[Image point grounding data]
== == ==

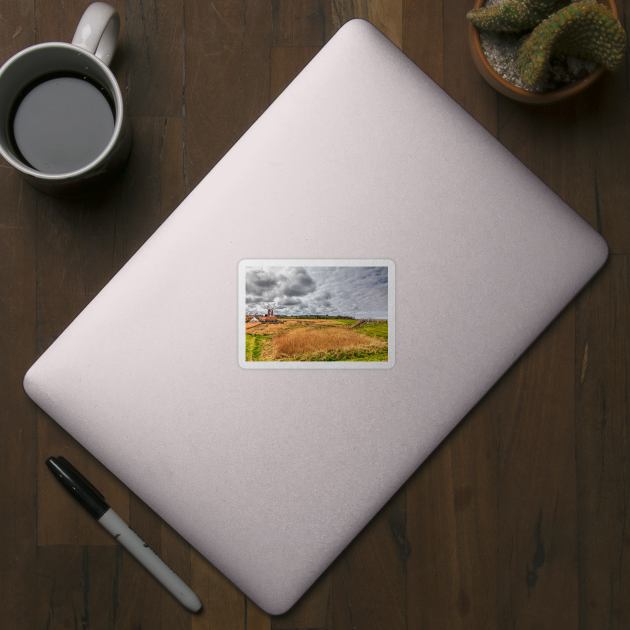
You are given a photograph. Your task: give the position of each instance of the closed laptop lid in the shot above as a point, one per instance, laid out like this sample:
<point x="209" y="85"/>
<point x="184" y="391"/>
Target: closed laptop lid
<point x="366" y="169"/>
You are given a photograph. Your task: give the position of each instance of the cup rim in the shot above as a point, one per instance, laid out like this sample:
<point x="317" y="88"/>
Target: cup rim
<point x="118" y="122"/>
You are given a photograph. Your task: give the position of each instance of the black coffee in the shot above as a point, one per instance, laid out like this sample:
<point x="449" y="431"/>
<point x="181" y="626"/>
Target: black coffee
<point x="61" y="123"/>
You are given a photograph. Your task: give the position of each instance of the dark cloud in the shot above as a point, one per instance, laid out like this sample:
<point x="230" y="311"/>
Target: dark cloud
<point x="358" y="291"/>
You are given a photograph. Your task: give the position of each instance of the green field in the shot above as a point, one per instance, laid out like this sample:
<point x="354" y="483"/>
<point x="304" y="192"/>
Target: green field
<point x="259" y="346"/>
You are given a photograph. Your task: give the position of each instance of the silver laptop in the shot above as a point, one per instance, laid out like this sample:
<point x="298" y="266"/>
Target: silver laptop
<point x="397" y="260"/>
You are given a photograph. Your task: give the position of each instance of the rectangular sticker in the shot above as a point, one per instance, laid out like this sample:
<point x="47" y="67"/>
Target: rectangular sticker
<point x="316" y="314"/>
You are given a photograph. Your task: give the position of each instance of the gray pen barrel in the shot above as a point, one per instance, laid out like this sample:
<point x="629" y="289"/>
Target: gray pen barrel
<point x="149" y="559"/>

== == ==

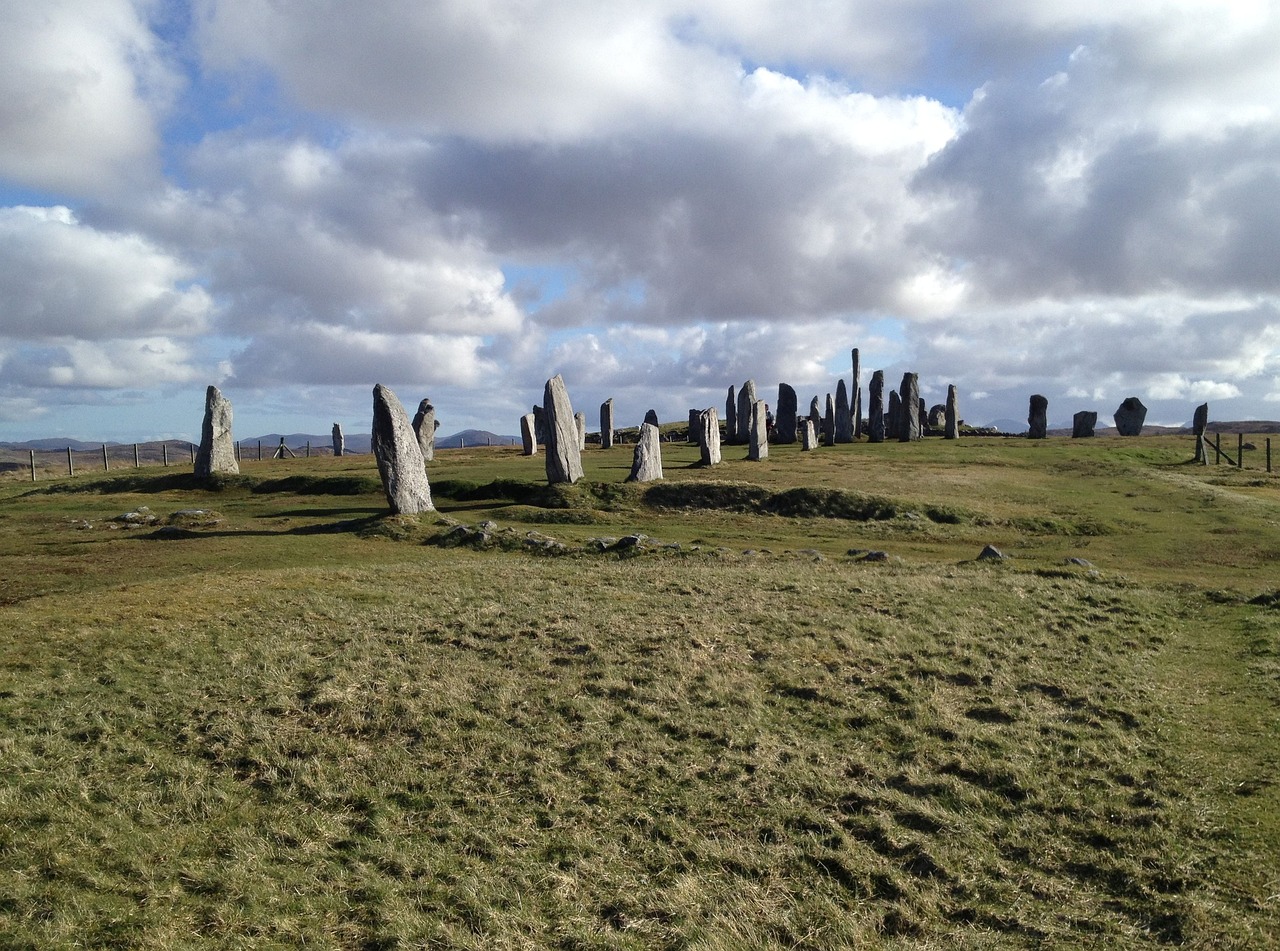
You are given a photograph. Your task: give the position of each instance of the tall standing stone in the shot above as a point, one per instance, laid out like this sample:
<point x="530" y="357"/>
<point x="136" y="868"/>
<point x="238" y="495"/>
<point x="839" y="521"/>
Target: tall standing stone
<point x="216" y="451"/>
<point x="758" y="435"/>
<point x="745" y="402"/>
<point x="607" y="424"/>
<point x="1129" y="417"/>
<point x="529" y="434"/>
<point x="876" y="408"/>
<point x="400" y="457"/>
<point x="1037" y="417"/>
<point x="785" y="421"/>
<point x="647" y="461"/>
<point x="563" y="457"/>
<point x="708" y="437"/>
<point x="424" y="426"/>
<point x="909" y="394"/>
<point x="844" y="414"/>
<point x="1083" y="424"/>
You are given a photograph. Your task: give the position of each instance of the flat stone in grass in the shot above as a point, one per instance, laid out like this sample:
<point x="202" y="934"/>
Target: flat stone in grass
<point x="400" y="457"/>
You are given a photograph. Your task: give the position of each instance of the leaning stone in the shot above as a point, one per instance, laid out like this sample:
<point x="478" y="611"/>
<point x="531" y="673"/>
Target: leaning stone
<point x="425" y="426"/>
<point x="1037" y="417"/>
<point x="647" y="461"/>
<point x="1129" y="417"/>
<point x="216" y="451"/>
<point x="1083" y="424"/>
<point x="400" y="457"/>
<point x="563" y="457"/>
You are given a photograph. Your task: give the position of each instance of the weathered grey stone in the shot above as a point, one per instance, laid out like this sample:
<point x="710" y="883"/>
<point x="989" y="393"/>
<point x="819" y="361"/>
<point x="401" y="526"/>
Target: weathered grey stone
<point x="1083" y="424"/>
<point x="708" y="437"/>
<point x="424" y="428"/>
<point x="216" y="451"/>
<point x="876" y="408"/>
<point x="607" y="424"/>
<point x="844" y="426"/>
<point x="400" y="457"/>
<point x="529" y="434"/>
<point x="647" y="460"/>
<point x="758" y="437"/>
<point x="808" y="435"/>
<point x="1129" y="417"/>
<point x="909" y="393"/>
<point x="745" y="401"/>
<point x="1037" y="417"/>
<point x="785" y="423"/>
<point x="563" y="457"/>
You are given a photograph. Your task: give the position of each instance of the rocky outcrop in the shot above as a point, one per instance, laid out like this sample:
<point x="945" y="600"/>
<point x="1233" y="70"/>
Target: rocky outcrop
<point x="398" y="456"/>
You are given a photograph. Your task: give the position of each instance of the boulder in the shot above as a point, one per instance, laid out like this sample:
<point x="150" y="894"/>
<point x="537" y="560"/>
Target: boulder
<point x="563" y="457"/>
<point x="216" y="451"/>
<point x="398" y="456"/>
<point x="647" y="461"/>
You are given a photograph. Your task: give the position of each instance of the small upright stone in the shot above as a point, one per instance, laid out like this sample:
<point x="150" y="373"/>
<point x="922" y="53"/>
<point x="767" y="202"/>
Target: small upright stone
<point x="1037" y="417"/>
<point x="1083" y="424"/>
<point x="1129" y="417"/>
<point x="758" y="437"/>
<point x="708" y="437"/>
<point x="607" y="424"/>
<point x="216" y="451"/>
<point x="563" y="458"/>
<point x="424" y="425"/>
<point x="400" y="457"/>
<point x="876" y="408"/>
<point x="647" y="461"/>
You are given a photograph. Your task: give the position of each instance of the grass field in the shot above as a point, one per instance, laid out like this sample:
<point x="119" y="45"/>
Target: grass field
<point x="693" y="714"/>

== == ==

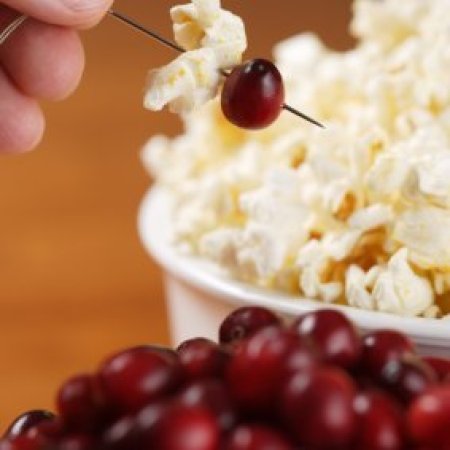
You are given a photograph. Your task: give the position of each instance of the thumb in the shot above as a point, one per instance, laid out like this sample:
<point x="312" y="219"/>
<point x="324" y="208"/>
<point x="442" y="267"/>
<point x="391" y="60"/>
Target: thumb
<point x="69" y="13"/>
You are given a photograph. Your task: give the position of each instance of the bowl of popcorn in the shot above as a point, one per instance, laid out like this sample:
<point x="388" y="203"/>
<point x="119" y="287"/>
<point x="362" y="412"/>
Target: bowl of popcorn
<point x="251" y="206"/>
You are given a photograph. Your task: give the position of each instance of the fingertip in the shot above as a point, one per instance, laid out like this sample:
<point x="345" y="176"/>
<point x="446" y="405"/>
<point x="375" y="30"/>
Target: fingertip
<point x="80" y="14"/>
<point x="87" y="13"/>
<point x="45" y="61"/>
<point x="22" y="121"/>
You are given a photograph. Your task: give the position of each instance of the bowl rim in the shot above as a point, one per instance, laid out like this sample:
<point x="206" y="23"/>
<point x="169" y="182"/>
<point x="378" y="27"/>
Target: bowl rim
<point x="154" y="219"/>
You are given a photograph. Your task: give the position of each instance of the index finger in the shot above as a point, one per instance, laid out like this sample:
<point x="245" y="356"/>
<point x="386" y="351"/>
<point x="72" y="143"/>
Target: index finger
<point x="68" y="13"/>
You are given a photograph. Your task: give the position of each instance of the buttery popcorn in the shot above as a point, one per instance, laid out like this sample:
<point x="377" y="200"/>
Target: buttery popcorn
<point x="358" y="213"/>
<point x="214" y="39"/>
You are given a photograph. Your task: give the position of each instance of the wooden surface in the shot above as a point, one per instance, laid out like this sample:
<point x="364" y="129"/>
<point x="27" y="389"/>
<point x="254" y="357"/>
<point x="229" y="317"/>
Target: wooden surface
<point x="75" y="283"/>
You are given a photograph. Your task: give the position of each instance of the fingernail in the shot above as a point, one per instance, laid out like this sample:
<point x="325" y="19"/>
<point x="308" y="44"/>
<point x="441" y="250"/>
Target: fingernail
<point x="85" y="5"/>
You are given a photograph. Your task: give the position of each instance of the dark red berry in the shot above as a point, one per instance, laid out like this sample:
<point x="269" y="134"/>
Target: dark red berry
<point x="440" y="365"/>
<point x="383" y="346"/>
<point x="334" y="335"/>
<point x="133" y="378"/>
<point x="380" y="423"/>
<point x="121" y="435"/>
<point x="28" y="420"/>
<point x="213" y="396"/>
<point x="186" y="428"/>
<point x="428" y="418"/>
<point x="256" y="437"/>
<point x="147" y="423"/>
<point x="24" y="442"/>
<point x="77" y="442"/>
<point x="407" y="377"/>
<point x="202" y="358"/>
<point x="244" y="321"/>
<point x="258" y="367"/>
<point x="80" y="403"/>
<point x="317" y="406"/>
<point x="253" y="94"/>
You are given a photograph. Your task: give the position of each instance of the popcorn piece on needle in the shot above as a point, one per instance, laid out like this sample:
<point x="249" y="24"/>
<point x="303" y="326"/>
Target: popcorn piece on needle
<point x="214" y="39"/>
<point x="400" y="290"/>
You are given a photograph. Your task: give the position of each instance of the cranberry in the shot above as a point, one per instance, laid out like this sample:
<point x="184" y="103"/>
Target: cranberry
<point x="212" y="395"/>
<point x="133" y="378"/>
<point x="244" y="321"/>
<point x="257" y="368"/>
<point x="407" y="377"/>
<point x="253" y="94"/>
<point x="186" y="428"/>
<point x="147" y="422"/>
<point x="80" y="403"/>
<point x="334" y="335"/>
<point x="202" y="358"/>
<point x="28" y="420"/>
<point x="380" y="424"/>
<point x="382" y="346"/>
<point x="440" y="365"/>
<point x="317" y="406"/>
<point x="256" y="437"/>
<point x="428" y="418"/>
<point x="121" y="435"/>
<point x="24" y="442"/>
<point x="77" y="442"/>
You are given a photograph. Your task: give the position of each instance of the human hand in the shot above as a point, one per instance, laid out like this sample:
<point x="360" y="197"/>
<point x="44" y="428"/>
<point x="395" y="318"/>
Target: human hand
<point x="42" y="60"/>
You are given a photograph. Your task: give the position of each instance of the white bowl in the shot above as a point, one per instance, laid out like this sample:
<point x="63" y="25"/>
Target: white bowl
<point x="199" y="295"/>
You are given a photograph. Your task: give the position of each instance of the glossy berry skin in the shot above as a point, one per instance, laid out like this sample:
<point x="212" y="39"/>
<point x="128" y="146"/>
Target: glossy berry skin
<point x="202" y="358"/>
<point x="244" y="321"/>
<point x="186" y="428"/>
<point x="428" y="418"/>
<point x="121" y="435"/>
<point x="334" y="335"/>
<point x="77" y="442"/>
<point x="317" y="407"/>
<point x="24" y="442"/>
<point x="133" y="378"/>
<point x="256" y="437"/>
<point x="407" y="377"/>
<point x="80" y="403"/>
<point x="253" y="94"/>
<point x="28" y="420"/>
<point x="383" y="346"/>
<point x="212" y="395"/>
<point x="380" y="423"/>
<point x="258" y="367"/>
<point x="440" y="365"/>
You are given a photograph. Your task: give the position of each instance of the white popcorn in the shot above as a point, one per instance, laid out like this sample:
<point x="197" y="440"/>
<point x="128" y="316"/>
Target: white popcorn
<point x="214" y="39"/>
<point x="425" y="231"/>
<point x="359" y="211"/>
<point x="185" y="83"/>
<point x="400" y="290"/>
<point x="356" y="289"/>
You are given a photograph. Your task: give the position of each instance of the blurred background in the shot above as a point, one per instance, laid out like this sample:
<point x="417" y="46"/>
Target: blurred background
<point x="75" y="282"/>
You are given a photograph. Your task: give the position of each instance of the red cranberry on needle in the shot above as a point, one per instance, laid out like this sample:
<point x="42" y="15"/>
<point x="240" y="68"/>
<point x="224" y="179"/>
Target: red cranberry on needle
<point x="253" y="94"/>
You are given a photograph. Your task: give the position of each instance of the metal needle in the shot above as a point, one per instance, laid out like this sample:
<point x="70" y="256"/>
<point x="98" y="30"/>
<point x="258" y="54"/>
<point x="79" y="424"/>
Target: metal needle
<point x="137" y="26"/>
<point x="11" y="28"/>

== == ==

What you give back must be the stretch above, starting at the line with "of the closed" and ending at the line with "the cup rim", copied exactly.

*SOLUTION TO THIS EXERCISE*
You are given a photograph. Your task: give the position of each instance of the closed laptop lid in the shot above as a point, one per instance, laid out like this sample:
<point x="209" y="85"/>
<point x="184" y="391"/>
Target: closed laptop lid
<point x="366" y="169"/>
You are given a photograph. Your task: give the position of each instance of the cup rim in the shot above as a point, one per instance, laid out like this sample:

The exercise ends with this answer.